===== DATA SHOWN =====

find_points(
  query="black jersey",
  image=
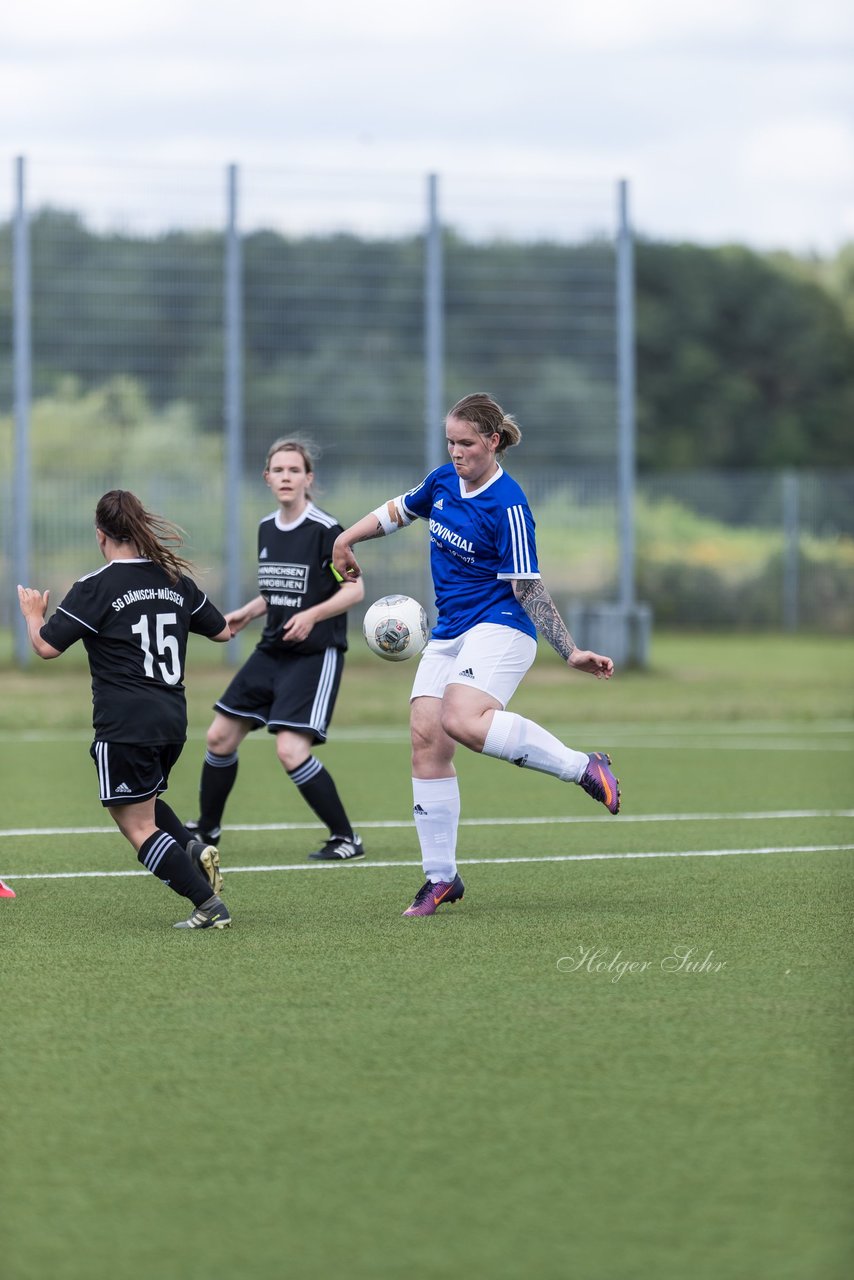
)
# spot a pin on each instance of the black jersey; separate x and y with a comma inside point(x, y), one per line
point(295, 572)
point(133, 624)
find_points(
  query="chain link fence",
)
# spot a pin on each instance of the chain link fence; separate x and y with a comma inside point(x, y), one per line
point(337, 333)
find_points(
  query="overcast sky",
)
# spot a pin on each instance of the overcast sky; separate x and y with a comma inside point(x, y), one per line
point(733, 119)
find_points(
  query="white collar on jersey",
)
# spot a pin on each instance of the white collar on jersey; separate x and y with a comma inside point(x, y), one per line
point(475, 493)
point(295, 524)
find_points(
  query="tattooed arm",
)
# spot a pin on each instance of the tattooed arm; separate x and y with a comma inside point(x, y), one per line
point(540, 608)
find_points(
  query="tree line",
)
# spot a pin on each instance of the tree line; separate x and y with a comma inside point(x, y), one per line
point(743, 359)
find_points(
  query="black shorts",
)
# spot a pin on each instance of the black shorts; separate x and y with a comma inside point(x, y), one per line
point(295, 691)
point(128, 773)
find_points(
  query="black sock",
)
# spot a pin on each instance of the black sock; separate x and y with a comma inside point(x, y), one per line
point(218, 777)
point(174, 867)
point(320, 794)
point(168, 821)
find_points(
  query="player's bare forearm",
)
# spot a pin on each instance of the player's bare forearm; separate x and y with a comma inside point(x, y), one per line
point(240, 618)
point(33, 606)
point(542, 609)
point(342, 553)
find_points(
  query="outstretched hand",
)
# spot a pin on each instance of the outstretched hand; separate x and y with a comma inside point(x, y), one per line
point(343, 561)
point(596, 663)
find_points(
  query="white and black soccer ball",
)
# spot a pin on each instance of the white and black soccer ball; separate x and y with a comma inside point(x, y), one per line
point(396, 627)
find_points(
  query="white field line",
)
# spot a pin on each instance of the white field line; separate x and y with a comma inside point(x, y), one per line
point(469, 862)
point(393, 824)
point(724, 735)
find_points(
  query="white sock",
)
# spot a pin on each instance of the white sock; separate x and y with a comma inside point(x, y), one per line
point(512, 737)
point(437, 817)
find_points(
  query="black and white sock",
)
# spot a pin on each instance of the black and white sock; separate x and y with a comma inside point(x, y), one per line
point(320, 794)
point(165, 859)
point(218, 777)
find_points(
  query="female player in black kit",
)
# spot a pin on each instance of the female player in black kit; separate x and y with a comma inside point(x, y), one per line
point(291, 680)
point(133, 617)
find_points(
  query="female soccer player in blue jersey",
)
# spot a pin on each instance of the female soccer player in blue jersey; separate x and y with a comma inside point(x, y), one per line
point(492, 603)
point(133, 617)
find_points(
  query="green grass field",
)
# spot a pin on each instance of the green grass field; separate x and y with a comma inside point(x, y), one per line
point(624, 1056)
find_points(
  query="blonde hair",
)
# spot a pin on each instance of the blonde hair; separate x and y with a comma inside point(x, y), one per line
point(488, 417)
point(123, 519)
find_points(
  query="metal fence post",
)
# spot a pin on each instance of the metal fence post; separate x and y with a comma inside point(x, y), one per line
point(625, 400)
point(22, 375)
point(791, 549)
point(433, 329)
point(433, 343)
point(233, 403)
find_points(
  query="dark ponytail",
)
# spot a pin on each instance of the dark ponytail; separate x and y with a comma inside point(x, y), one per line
point(123, 519)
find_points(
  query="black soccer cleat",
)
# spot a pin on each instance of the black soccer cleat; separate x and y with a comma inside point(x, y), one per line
point(206, 858)
point(213, 917)
point(209, 837)
point(339, 849)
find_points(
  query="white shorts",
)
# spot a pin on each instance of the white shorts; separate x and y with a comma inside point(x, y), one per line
point(489, 657)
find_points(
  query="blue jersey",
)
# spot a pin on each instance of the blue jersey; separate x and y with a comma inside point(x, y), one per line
point(478, 543)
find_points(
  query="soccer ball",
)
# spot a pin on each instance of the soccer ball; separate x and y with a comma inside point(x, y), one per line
point(396, 627)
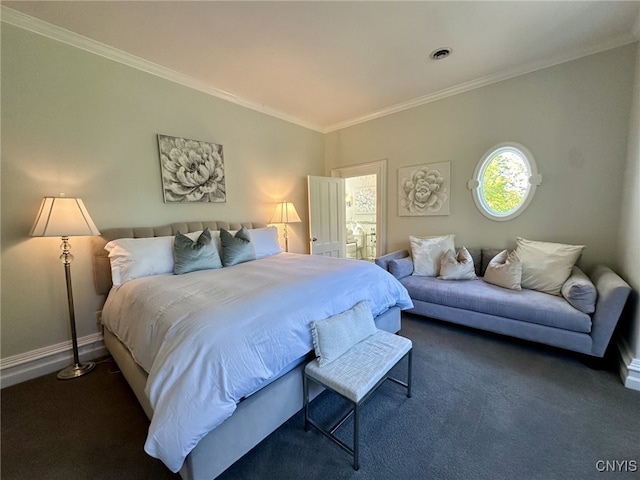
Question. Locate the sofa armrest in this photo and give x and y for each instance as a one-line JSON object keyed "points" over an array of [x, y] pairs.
{"points": [[613, 292], [384, 260]]}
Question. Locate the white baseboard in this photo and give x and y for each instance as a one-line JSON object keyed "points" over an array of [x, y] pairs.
{"points": [[25, 366], [629, 367]]}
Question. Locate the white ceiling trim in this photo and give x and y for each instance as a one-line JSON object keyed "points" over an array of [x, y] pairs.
{"points": [[488, 80], [35, 25], [21, 20]]}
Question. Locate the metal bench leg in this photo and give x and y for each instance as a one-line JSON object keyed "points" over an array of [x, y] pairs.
{"points": [[409, 372], [305, 400], [356, 436]]}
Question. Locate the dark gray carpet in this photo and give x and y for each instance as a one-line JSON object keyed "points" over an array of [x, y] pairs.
{"points": [[483, 407]]}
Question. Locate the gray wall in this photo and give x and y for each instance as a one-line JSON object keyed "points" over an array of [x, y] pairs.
{"points": [[572, 117], [78, 123], [628, 262]]}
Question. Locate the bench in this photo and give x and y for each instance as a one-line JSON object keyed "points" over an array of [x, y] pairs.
{"points": [[355, 375]]}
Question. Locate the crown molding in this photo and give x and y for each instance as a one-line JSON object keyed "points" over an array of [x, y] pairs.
{"points": [[27, 22], [490, 79], [21, 20], [636, 28]]}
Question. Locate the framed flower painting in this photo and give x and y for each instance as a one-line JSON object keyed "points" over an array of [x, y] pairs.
{"points": [[192, 170], [424, 189]]}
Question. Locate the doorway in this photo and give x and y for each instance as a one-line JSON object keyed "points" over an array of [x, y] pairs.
{"points": [[365, 209]]}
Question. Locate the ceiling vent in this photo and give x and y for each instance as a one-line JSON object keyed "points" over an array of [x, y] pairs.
{"points": [[440, 53]]}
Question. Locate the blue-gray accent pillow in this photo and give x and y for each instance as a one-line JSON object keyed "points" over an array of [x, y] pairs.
{"points": [[236, 248], [580, 291], [191, 255]]}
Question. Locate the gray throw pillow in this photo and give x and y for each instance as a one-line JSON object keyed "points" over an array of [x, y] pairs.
{"points": [[334, 336], [236, 248], [580, 291], [191, 255]]}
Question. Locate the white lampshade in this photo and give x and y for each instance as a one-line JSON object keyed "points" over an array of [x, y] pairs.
{"points": [[63, 217], [285, 212]]}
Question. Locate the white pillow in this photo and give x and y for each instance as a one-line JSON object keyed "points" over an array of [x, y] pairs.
{"points": [[426, 253], [333, 336], [457, 267], [139, 257], [504, 270], [545, 265], [265, 241]]}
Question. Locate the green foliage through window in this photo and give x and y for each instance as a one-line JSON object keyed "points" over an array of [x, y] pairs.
{"points": [[504, 182]]}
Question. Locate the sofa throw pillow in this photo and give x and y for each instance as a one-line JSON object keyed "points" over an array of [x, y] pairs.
{"points": [[401, 267], [546, 265], [236, 248], [504, 270], [580, 291], [426, 253], [333, 336], [457, 267], [487, 255], [190, 255]]}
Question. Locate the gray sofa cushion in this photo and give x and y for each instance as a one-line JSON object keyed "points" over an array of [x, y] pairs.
{"points": [[401, 267], [477, 295]]}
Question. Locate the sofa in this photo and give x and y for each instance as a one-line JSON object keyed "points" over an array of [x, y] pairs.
{"points": [[525, 313]]}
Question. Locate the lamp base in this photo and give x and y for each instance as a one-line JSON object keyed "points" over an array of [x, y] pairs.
{"points": [[76, 370]]}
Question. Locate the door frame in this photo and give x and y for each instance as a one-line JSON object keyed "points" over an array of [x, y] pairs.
{"points": [[379, 169]]}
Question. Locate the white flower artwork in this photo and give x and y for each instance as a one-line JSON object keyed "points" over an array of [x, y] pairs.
{"points": [[424, 189], [192, 170], [365, 200]]}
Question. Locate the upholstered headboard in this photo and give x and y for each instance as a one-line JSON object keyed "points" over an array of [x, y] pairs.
{"points": [[101, 264]]}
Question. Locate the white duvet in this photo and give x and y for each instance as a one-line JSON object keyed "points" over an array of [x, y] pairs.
{"points": [[209, 338]]}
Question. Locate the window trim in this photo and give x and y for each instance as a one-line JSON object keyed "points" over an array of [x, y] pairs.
{"points": [[534, 179]]}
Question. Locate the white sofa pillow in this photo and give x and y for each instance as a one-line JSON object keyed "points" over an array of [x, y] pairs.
{"points": [[457, 267], [504, 270], [427, 251], [139, 257], [545, 265]]}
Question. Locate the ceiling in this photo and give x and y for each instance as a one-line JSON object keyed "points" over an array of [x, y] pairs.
{"points": [[327, 65]]}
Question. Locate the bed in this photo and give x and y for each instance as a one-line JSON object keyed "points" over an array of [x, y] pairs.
{"points": [[209, 352]]}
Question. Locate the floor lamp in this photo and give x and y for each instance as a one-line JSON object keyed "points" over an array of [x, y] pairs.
{"points": [[66, 217], [285, 212]]}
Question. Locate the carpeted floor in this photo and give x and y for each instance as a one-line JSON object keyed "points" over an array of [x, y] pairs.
{"points": [[483, 407]]}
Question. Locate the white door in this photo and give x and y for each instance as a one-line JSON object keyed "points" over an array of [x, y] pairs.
{"points": [[326, 216]]}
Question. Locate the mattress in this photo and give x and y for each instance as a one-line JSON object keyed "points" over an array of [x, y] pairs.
{"points": [[210, 338]]}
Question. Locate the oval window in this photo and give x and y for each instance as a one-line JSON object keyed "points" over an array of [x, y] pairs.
{"points": [[504, 181]]}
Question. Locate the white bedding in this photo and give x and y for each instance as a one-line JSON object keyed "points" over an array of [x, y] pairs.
{"points": [[210, 338]]}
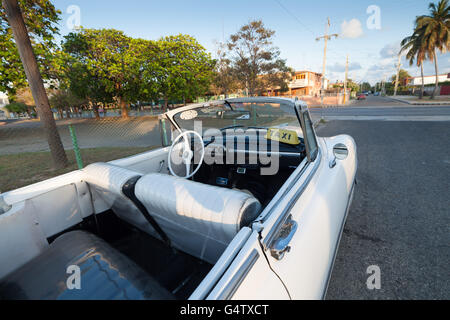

=====

• WHAT IS NEEDED: Set down exactly the lines of the entries above from the one holding "Question. Locate the mattress" through the last one, including both, with the pictures left out.

• COMPLETED TASK:
Question. Locate the mattress in this photo and give x and y for each instance as a one-line JSON object keyed "points" over an array of [x, y] pairs.
{"points": [[210, 338]]}
Question. Locate the oval window in this photo and give x and y for each instance as a one-line JSON object keyed "points" over an array of [x, y] pairs.
{"points": [[504, 181]]}
Question. Locate the white bedding in this photo and give x and y for each instance as a one-line JSON object keyed "points" over an array of [x, y] pairs.
{"points": [[210, 338]]}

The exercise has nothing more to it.